*** EXTRACTED MATERIAL ***
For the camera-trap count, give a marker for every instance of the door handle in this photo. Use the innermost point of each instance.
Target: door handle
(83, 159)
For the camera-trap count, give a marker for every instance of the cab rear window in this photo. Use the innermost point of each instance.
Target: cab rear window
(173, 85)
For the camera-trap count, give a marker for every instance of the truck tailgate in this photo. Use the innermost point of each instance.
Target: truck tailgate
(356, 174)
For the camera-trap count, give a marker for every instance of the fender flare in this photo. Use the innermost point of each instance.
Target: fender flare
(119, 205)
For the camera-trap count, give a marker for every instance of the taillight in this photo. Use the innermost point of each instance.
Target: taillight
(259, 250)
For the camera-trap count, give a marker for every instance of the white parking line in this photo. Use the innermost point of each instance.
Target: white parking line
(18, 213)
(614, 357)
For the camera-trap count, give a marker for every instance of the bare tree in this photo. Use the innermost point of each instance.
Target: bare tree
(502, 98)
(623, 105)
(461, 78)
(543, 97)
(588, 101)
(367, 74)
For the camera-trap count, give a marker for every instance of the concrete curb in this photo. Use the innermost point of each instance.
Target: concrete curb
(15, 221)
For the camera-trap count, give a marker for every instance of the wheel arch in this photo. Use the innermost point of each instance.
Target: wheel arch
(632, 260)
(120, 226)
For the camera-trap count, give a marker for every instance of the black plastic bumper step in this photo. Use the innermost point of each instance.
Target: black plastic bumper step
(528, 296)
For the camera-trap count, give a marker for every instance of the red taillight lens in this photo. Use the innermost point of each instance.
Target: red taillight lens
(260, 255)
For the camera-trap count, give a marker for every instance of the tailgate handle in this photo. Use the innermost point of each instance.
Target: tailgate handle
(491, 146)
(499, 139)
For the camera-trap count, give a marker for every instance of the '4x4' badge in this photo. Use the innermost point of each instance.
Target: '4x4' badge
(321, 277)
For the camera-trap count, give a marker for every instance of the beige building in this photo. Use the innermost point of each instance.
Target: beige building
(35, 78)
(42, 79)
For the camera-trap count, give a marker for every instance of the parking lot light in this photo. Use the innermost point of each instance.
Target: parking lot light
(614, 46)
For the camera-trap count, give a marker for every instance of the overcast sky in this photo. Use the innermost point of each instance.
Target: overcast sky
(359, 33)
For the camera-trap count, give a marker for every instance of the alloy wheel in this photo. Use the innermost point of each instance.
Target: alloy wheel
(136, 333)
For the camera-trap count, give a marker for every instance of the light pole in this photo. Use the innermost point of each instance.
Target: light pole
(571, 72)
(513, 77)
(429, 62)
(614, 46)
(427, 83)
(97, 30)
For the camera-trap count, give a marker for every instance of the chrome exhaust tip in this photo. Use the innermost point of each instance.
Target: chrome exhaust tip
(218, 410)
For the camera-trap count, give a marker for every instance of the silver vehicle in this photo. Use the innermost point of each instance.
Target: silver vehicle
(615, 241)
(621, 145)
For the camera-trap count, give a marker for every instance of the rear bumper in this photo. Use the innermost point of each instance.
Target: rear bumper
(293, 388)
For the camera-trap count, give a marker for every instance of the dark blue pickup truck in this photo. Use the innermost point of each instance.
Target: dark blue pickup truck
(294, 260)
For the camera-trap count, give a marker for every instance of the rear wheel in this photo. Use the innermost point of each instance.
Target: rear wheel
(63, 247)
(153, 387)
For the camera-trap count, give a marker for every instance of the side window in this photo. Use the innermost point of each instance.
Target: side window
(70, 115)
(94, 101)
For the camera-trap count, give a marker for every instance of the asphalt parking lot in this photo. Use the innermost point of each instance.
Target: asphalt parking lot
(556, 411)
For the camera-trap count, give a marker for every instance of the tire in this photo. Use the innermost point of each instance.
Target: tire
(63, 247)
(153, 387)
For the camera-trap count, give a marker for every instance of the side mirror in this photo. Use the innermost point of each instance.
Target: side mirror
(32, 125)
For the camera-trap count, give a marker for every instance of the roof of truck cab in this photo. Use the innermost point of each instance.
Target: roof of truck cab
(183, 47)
*** End of EXTRACTED MATERIAL ***
*** EXTRACTED MATERIAL ***
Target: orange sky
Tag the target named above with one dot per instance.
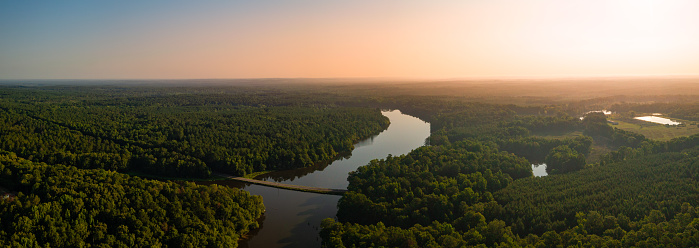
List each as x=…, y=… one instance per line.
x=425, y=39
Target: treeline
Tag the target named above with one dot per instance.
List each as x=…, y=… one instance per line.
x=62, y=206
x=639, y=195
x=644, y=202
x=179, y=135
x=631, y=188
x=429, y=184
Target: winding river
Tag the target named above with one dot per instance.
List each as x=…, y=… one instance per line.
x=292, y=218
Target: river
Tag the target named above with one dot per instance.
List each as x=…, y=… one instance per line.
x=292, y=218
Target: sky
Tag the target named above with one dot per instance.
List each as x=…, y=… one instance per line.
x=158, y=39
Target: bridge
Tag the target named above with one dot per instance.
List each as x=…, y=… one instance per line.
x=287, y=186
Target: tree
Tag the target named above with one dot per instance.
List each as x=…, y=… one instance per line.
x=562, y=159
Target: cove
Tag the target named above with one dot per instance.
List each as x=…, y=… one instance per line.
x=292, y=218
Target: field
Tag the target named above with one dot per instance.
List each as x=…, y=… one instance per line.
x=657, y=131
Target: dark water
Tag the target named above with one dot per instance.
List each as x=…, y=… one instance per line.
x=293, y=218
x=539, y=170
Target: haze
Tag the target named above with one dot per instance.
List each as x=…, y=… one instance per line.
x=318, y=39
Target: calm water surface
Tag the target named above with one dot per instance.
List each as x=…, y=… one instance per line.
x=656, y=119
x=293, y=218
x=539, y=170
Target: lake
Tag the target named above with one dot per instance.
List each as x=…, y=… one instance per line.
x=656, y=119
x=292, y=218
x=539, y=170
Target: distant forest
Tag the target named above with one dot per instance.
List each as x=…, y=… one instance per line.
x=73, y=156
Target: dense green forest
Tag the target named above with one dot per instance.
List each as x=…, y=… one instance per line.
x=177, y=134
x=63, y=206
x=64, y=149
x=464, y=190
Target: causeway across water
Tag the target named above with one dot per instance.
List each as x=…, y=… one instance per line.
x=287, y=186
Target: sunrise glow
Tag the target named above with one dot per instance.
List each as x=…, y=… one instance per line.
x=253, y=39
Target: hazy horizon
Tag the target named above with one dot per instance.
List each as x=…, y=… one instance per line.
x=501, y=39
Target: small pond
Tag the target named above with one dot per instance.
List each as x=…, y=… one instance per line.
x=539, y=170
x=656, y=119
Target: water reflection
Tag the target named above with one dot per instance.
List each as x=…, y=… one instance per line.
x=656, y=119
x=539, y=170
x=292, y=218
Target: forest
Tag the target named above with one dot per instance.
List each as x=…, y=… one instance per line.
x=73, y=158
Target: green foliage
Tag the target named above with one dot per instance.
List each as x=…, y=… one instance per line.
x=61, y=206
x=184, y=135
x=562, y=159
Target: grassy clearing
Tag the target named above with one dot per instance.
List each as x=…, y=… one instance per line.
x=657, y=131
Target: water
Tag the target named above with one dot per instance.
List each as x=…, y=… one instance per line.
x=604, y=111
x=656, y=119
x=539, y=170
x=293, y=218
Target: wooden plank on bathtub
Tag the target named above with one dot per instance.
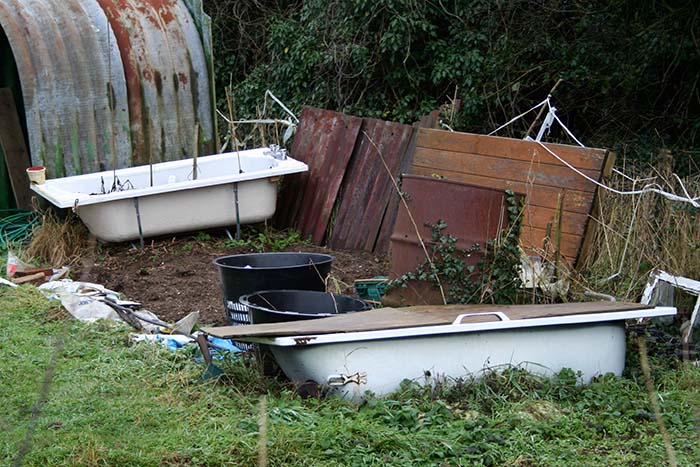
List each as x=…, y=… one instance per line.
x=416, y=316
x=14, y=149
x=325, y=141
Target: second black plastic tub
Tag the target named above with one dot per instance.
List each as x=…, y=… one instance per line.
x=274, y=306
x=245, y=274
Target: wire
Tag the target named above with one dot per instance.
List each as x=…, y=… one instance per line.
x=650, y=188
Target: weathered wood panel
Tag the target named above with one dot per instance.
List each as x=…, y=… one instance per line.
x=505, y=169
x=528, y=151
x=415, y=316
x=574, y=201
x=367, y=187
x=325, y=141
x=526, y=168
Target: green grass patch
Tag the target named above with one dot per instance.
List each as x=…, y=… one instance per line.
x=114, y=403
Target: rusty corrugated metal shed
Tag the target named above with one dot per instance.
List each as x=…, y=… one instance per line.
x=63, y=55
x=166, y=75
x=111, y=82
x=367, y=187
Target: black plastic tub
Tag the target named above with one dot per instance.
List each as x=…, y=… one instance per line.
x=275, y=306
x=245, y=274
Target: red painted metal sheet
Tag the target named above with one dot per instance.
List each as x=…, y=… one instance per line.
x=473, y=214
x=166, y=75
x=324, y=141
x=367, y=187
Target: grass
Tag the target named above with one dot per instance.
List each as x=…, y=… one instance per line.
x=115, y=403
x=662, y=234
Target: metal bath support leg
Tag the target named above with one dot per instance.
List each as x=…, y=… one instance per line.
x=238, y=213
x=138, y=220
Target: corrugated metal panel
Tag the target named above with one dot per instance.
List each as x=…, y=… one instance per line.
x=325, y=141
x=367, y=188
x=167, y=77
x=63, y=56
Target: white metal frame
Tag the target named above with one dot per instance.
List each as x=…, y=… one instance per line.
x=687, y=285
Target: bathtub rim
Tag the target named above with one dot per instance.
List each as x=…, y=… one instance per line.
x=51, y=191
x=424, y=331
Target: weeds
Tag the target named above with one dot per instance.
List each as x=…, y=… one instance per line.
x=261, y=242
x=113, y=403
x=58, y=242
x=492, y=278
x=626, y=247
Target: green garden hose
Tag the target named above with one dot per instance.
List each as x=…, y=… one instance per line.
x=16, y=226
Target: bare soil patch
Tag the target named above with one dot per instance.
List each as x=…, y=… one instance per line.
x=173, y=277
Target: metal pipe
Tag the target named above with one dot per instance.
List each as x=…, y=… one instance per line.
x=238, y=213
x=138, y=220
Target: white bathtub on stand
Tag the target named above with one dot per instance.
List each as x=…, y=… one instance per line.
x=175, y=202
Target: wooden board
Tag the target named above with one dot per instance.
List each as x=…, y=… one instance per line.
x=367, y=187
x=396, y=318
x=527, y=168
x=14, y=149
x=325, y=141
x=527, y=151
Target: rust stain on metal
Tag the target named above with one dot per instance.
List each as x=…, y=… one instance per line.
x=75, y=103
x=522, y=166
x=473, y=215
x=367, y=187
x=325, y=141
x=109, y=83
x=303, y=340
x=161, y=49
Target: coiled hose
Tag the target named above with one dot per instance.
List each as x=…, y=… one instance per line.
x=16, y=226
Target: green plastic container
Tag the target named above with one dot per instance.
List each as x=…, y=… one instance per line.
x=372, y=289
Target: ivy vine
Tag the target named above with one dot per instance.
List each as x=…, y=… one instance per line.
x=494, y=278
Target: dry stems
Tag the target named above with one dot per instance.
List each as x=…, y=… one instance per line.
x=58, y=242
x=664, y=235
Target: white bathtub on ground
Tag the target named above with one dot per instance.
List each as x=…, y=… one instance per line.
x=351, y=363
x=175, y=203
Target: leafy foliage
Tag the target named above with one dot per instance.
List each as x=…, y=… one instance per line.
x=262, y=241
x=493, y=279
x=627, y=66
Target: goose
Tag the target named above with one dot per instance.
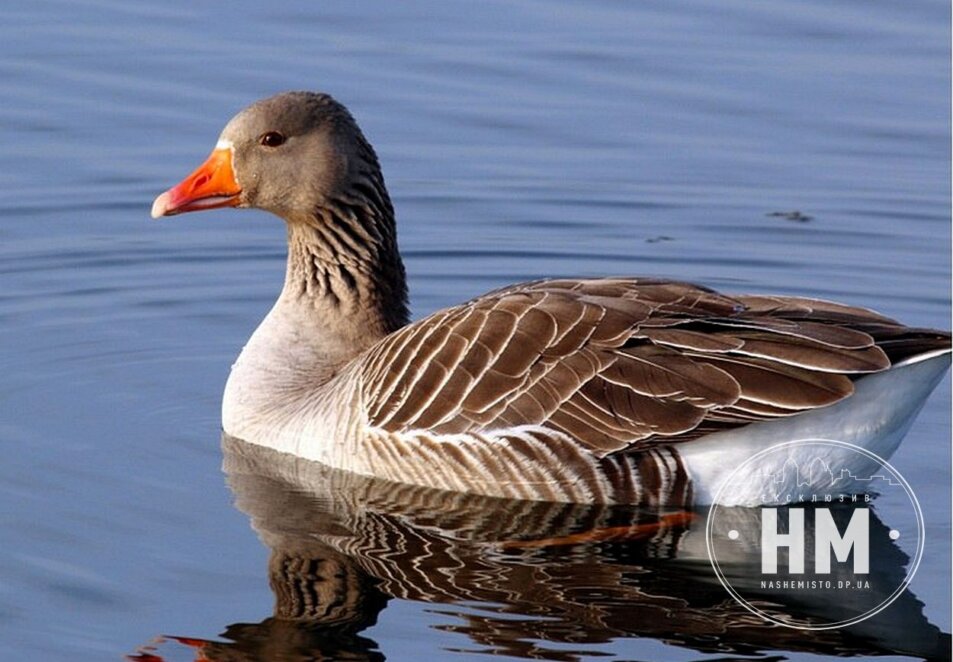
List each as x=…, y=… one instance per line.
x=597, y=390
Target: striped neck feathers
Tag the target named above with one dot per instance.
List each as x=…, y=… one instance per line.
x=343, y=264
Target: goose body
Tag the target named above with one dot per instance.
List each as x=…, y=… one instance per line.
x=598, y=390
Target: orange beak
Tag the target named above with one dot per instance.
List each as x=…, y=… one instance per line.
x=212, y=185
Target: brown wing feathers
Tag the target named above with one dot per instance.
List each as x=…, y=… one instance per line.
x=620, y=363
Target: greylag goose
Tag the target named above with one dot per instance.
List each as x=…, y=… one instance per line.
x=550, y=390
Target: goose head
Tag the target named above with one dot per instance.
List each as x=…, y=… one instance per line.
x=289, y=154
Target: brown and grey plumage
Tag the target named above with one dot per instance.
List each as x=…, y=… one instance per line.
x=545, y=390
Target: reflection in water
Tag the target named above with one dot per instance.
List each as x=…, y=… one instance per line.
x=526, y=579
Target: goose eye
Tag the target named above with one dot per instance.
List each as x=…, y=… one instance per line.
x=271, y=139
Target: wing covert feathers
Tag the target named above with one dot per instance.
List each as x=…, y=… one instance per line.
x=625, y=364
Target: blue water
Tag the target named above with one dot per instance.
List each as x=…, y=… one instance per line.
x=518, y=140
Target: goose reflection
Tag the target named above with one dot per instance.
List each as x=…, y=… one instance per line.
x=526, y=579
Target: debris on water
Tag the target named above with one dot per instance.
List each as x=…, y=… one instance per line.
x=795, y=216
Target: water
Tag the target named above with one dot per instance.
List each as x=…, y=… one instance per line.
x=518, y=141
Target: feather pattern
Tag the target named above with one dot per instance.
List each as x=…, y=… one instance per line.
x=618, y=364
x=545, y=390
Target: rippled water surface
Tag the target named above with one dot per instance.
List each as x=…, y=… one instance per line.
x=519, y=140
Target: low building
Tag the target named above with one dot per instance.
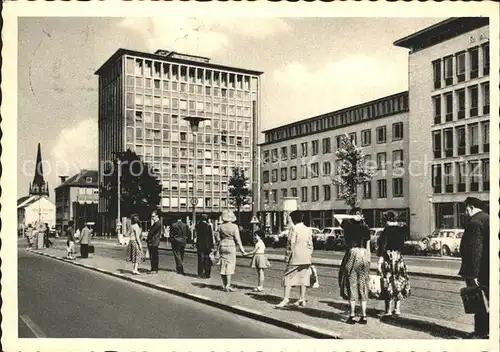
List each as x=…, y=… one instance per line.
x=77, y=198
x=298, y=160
*** End of EXTRACTED MATERIAL ***
PROBLEM STATEMENT: A single number is the whole answer here: the number of lines in the data that include "corrugated".

SOLUTION: 2